*Work to complete*: When a record contains an image, skip the image and retype the rest of that record exactly.

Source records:

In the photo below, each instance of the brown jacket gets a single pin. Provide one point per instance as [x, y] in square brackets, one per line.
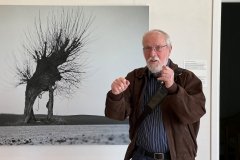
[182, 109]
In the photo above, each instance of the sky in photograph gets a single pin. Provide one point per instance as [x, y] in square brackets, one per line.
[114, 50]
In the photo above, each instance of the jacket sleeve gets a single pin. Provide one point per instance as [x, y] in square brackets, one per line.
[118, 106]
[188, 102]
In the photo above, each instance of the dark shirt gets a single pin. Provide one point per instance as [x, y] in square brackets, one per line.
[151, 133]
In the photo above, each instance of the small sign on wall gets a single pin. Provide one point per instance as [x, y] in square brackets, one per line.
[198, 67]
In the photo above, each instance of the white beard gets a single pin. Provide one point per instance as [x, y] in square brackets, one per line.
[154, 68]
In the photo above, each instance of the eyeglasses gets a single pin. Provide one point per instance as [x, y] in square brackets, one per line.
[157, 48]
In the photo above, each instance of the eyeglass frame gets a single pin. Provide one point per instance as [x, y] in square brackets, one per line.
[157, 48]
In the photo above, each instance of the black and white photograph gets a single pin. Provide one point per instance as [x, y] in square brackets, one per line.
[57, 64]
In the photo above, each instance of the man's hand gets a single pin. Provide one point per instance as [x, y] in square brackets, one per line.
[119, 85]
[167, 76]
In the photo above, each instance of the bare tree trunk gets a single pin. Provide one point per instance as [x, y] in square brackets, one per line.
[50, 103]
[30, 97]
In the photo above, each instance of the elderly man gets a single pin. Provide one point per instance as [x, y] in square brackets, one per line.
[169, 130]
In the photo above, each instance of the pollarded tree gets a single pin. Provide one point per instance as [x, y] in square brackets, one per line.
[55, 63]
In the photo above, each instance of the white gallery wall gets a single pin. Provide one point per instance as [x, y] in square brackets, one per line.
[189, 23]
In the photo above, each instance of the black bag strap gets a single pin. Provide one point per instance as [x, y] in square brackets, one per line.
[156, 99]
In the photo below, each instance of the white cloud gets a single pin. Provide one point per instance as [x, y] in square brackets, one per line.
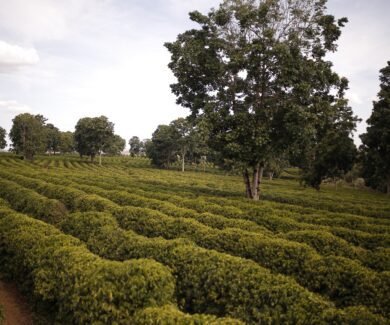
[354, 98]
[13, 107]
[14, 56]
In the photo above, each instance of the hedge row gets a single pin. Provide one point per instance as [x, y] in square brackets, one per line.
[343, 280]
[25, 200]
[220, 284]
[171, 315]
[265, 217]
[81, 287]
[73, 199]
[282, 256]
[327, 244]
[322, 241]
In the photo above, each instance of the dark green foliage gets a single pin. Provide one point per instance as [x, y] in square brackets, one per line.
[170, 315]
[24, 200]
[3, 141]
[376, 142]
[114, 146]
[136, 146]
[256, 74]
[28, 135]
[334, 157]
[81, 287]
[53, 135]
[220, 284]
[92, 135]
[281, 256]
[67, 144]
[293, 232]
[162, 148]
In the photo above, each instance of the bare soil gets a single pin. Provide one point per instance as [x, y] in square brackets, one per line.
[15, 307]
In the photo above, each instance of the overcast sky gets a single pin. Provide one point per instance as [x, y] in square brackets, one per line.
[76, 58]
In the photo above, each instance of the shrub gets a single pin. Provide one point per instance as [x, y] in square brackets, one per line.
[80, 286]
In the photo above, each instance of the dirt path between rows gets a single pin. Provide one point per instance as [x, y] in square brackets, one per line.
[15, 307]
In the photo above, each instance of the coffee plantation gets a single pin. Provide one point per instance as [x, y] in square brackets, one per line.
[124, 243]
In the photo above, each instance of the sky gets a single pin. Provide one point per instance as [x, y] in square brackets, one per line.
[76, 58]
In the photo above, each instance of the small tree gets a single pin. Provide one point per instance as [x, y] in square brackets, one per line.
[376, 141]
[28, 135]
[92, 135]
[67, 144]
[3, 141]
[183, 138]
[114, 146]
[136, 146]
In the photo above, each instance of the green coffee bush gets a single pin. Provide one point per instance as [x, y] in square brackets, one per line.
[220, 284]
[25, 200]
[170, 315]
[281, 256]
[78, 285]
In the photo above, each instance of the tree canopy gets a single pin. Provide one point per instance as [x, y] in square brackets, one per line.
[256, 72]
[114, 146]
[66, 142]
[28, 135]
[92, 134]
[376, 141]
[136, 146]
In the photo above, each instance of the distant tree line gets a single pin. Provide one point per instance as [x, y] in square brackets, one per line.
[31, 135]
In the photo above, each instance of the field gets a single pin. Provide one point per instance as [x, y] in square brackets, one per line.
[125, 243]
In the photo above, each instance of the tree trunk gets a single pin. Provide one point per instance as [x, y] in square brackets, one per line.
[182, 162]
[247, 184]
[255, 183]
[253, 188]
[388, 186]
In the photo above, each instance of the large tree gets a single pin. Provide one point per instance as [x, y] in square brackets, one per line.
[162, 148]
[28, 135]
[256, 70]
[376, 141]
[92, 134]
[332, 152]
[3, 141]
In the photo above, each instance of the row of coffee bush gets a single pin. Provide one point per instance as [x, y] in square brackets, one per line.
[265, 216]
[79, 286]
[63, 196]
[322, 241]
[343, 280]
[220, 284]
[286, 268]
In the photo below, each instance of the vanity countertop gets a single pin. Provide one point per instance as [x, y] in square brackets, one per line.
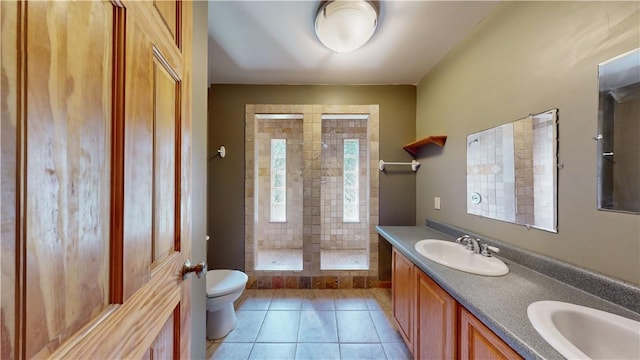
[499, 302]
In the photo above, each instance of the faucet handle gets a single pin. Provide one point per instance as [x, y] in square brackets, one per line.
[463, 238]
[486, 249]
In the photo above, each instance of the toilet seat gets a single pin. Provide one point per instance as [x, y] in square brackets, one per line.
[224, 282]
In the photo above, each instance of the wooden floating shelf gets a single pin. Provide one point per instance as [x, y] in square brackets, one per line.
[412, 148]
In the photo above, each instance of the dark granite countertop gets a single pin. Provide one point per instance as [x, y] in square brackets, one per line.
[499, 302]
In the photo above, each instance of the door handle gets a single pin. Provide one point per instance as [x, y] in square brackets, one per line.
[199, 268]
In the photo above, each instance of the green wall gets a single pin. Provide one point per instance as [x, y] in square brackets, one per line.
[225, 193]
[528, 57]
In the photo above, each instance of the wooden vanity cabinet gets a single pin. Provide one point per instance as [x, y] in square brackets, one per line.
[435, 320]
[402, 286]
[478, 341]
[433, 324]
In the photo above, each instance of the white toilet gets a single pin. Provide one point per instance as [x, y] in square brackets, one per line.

*Written answer*:
In the photo below, each instance of the brown jacket gets a single pin. Provide one point per instance as [x, y] in square brackets, one per line.
[182, 109]
In the photo above, each instance of the sky in photograph gets a single pin. Provide one point per instance as [x, y] in square brackets, one per line.
[114, 50]
In the photo above, each instance of the jacket sleeve gets a single pin. Provide one point per instance as [x, y] in square brackets, one per line.
[118, 106]
[188, 102]
In the photo above, each instance of the dark shirt gets a single pin. Provide one point per instance as [x, y] in square brackets, one per line.
[151, 133]
In the photo above, each instance of the small sign on wall gets a single pin. Provide one point per instance as [x, y] in square brackets, one per line.
[198, 67]
In the photo above, each instance of the white beard gets a single pin. Provide one point per instance as [x, y] in square brackets, one per line.
[154, 68]
In the photo above, each instance of the eyeglasses gets a single pin. Provide one point per instance as [x, y] in square brackets, one per line.
[157, 48]
In the photo above, each instance of the eyeglass frame gets a single pin. Provide one point per instance as [x, y] in square brackets, one per line.
[157, 48]
In the photo above, each instance of the black and white photograph gets a single pin. Provide one point per instance as [x, y] in square brackets, one per line.
[57, 64]
In the photo above, each instance of the man's hand gets a single pin. Provide one point per instance as [x, y] in square brackets, one per line.
[119, 85]
[167, 76]
In the photo above, each instance of the bare tree trunk gets a single pin. Provide one point per instance as [x, y] in square brackets, one per line.
[50, 103]
[30, 97]
In the photo above, each instance of the elderly man gets a single pin. Provide one point per instance as [x, y] in square brackets, one per line.
[169, 130]
In the photo above, each instance of the pollarded tree gets a single pin. Provide one point per instance as [x, y] in square brackets, one per line.
[55, 63]
In the photo above, each instance of the white gallery wall gets a single pin. Provide one point per instance as [x, y] in square brackets, one per line.
[189, 23]
In the photo above, each instance of the black bag strap gets a single pin. Provide one point per instance as [x, y] in square brackets, one per line.
[156, 99]
In the photo below, each instance of the white cloud gets a single pin. Provide one point per instance as [x, y] in square brackets, one per line.
[354, 98]
[13, 107]
[14, 56]
In the photo above, each instance of the hedge row gets a single pin. Provide one point per instance as [x, y] in square brackets, one per line.
[343, 280]
[25, 200]
[220, 284]
[171, 315]
[265, 217]
[81, 287]
[73, 199]
[282, 256]
[327, 244]
[322, 241]
In the photo above, each instance of the dark green foliage gets a single pin. Provide one point per instance as [x, y] in square brackets, one per line.
[170, 315]
[24, 200]
[3, 141]
[376, 142]
[114, 146]
[136, 146]
[256, 74]
[28, 135]
[334, 157]
[81, 287]
[53, 135]
[220, 284]
[92, 135]
[281, 256]
[67, 144]
[293, 232]
[162, 148]
In the photo above, each instance of the bare soil gets a single pin. Provide one point per instance as [x, y] in square brackets, one per line.
[15, 307]
In the photo above, each instance of the overcast sky gets a single pin. Provide one point per instance as [x, y] in square brackets, one per line.
[76, 58]
In the photo above, each instance of the shrub gets a single pin. Provide one point per instance as [x, y] in square brackets, one per line.
[80, 286]
In the photo above, each instance of the dirt path between rows gets a single pin. Provide one point per instance as [x, y] in square brackets, one per line.
[15, 307]
In the photo above, each instance of the coffee plantation gets a single pin. Provide one point per instance as [x, y] in square brackets, one per line.
[124, 243]
In the photo above, each instance of the sky gets a single pin. Provide one point per instance as [x, y] in square brackets, one per line.
[76, 58]
In the photo above, each instance of the small tree gets a single pin. Provide one point per instance as [x, y] in square brackets, one per line.
[376, 141]
[28, 135]
[92, 135]
[67, 144]
[3, 141]
[183, 138]
[114, 146]
[136, 146]
In the photo above, each instance of the green coffee bush gets a single pin. Provide one point per instance as [x, y] in square brackets, one per line.
[220, 284]
[25, 200]
[170, 315]
[281, 256]
[78, 285]
In the photo above, each instance of the tree canopy gets a single pin. Provide one point per instance as [x, y] in square brackets, one per line.
[256, 72]
[114, 146]
[66, 142]
[28, 135]
[92, 134]
[376, 141]
[136, 146]
In the photo above, each instance of the distant tree line gets a single pin. Provide one point per instance as [x, y] in square brackets, one per line.
[31, 135]
In the photo above, each instance of the field gets a single pin. Provide one point per instance as [x, y] in square brackets, one per line.
[125, 243]
In the photo above, each instance of the tree trunk gets a single pin. Provide one point per instance as [x, y] in square brackets, one per line.
[182, 162]
[247, 184]
[255, 183]
[253, 188]
[388, 186]
In the photo above, each instance of the large tree gets a single pin. Provide one point per instance as [x, y] in square brackets, one per line.
[162, 148]
[28, 135]
[256, 70]
[376, 141]
[92, 134]
[332, 152]
[3, 141]
In the photo above, each instance of the row of coffee bush gets a single pin. Provide one point per instance as [x, y] in square brackets, one per line.
[265, 216]
[79, 286]
[63, 196]
[322, 241]
[343, 280]
[220, 284]
[286, 268]
In the photo below, each instance of the vanity countertop gets a single pin. Provide one point per instance as [x, y] in square brackets, one per line.
[499, 302]
In the photo above, each instance of the faucet handle gets a single pin. Provide one point per instance as [x, y] in square brackets, one per line.
[463, 238]
[486, 249]
In the photo above, each instance of the toilet seat gets a single pin. Provide one point per instance as [x, y] in square brackets, one per line.
[224, 282]
In the photo above, each instance of the wooden floating shelf gets a single pin. Provide one point per instance as [x, y] in square brackets, one per line.
[412, 148]
In the photo above, each instance of the dark granite countertop gets a single pin. Provide one point per instance as [x, y] in square brackets, one per line.
[499, 302]
In the photo above, each instance of the door handle gets a single pin. Provide one point per instance as [x, y] in square brackets, one per line.
[199, 268]
In the photo above, each instance of the green wall gets a single pin. Provide one point per instance as [x, y] in square brackets, one per line.
[225, 193]
[528, 57]
In the photo above, each instance of the wooden vanity cabinet gets a single pin. Provide one point per instance as [x, y] in square brackets, one per line.
[435, 320]
[402, 286]
[478, 341]
[433, 324]
In the photo above, each instance of the white toilet gets a single pin. Provide one point per instance as [x, y] in square brackets, one per line.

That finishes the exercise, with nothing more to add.